Below are some records; return each one exactly.

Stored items
>>>>>
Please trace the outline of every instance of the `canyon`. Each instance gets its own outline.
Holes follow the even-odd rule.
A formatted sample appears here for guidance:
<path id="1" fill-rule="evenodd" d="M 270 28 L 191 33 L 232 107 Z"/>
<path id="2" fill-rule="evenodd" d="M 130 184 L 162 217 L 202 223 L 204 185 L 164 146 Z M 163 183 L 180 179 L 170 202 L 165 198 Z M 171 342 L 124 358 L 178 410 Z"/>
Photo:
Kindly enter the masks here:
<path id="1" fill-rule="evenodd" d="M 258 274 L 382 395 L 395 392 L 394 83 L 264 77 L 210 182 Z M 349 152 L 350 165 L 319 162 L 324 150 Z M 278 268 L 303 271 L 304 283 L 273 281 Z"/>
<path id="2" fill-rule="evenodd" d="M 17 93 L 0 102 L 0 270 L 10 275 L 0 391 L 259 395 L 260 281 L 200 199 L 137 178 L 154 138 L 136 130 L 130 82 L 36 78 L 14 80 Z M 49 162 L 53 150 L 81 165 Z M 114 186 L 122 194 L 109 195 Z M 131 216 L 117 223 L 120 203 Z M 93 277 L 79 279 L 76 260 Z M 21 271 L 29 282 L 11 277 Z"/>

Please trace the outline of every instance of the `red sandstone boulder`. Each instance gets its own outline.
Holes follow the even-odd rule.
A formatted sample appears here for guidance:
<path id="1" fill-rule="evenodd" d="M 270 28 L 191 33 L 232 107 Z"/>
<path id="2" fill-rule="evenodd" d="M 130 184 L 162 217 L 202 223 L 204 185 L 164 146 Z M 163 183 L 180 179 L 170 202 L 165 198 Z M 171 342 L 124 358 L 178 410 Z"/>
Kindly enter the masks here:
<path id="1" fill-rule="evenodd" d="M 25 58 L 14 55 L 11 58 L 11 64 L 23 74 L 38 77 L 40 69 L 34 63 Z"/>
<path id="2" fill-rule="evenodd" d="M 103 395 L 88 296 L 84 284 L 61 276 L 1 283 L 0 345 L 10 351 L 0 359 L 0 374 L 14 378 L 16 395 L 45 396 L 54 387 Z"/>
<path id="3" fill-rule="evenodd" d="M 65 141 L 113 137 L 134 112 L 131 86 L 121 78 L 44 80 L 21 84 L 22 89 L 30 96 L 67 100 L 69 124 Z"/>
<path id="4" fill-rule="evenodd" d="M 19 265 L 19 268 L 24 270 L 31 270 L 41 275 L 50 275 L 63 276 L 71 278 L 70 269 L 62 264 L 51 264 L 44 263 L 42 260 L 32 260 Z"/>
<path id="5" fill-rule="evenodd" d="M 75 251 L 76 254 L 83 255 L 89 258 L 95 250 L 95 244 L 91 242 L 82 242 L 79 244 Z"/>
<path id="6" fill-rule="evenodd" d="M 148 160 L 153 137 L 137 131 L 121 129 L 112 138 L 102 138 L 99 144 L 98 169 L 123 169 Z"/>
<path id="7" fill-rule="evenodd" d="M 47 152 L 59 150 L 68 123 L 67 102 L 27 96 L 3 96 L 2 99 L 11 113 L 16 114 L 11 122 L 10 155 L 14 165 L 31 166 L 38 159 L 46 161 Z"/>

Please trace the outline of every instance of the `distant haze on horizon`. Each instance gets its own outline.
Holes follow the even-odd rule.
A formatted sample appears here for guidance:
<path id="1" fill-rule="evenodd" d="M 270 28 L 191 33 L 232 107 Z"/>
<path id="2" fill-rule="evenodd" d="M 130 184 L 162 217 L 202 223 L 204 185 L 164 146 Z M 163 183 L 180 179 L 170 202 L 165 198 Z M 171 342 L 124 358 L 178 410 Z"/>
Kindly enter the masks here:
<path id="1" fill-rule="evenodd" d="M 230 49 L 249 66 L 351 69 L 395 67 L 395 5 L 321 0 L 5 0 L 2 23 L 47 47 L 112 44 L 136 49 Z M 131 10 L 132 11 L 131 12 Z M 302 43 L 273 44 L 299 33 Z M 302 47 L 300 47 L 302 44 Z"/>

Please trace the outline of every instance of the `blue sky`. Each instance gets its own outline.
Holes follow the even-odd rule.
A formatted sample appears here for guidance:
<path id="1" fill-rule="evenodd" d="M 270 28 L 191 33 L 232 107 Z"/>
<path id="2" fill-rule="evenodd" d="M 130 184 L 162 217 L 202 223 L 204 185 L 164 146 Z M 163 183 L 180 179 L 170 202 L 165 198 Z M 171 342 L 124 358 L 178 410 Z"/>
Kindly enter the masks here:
<<<<<
▸ RIGHT ANSWER:
Please trace the outline of every instance of the `canyon`. Each instance gets its own outline.
Holes follow the even-odd rule.
A formatted sample appears here for guidance:
<path id="1" fill-rule="evenodd" d="M 270 28 L 191 33 L 232 107 Z"/>
<path id="2" fill-rule="evenodd" d="M 130 184 L 162 217 L 202 223 L 204 185 L 164 146 Z M 163 183 L 180 179 L 170 202 L 165 198 Z M 171 342 L 124 358 L 178 410 Z"/>
Photo:
Kindly enter the masks here:
<path id="1" fill-rule="evenodd" d="M 258 274 L 382 395 L 395 392 L 394 83 L 264 77 L 210 182 Z M 349 152 L 350 165 L 319 162 L 324 150 Z M 278 268 L 303 271 L 304 283 L 273 281 Z"/>
<path id="2" fill-rule="evenodd" d="M 17 93 L 0 102 L 0 270 L 10 275 L 0 391 L 259 395 L 260 281 L 200 199 L 137 178 L 154 138 L 136 130 L 130 82 L 36 78 L 14 80 Z M 49 162 L 53 150 L 81 165 Z M 114 186 L 122 194 L 109 195 Z M 131 216 L 117 223 L 120 203 Z M 93 277 L 79 279 L 76 260 Z M 21 271 L 29 282 L 11 277 Z"/>

Please trace the outline of every instance of the `red sandstone boulder`. Each instance gets its own outline.
Holes follow the even-odd rule.
A formatted sample appears here for guidance:
<path id="1" fill-rule="evenodd" d="M 270 28 L 191 33 L 232 107 Z"/>
<path id="2" fill-rule="evenodd" d="M 130 184 L 162 217 L 202 223 L 204 185 L 164 146 Z M 163 183 L 180 179 L 170 202 L 165 198 Z M 171 342 L 124 358 L 178 410 Z"/>
Kindly enter the masks here:
<path id="1" fill-rule="evenodd" d="M 25 58 L 14 55 L 11 58 L 11 64 L 23 74 L 38 77 L 40 69 L 34 63 Z"/>
<path id="2" fill-rule="evenodd" d="M 103 395 L 88 296 L 84 284 L 61 276 L 1 283 L 0 345 L 10 351 L 0 359 L 0 374 L 14 378 L 16 395 L 45 396 L 54 387 Z"/>
<path id="3" fill-rule="evenodd" d="M 65 141 L 113 137 L 134 112 L 131 86 L 121 78 L 44 80 L 21 84 L 22 89 L 30 96 L 67 100 L 69 124 Z"/>
<path id="4" fill-rule="evenodd" d="M 19 265 L 19 268 L 24 270 L 31 270 L 41 275 L 50 275 L 63 276 L 71 278 L 70 269 L 62 264 L 51 264 L 44 263 L 42 260 L 32 260 Z"/>
<path id="5" fill-rule="evenodd" d="M 75 251 L 76 254 L 83 255 L 89 258 L 95 250 L 95 244 L 91 242 L 82 242 L 79 244 Z"/>
<path id="6" fill-rule="evenodd" d="M 148 160 L 153 137 L 137 131 L 121 129 L 112 138 L 102 138 L 99 144 L 98 169 L 123 169 Z"/>
<path id="7" fill-rule="evenodd" d="M 47 152 L 59 150 L 68 123 L 67 102 L 27 96 L 3 96 L 2 99 L 11 113 L 16 114 L 11 122 L 10 155 L 14 165 L 31 166 L 38 159 L 46 161 Z"/>

Please trace the outline of every instance of the `distant haze on horizon`. Each instance gets its own outline.
Holes follow the even-odd rule.
A formatted sample appears here for guidance:
<path id="1" fill-rule="evenodd" d="M 270 28 L 191 33 L 232 107 Z"/>
<path id="2" fill-rule="evenodd" d="M 130 184 L 162 217 L 202 223 L 204 185 L 164 146 Z M 163 183 L 180 179 L 170 202 L 165 198 Z M 171 342 L 124 358 L 178 410 Z"/>
Kindly enter the masks here:
<path id="1" fill-rule="evenodd" d="M 230 49 L 249 66 L 351 69 L 395 67 L 395 5 L 321 0 L 5 0 L 2 23 L 47 47 L 112 44 L 136 49 Z M 131 10 L 132 11 L 131 12 Z M 302 43 L 273 44 L 299 33 Z M 302 47 L 300 47 L 302 44 Z"/>

Please trace the outline of every instance of the `blue sky`. Each instance gets its own outline.
Holes follow the even-odd rule.
A formatted sample appears here for guidance:
<path id="1" fill-rule="evenodd" d="M 270 28 L 191 33 L 232 107 Z"/>
<path id="2" fill-rule="evenodd" d="M 130 184 L 162 217 L 202 223 L 204 185 L 164 146 Z M 163 183 L 180 179 L 170 202 L 165 198 Z M 171 342 L 124 358 L 178 410 Z"/>
Kindly enter the masks here:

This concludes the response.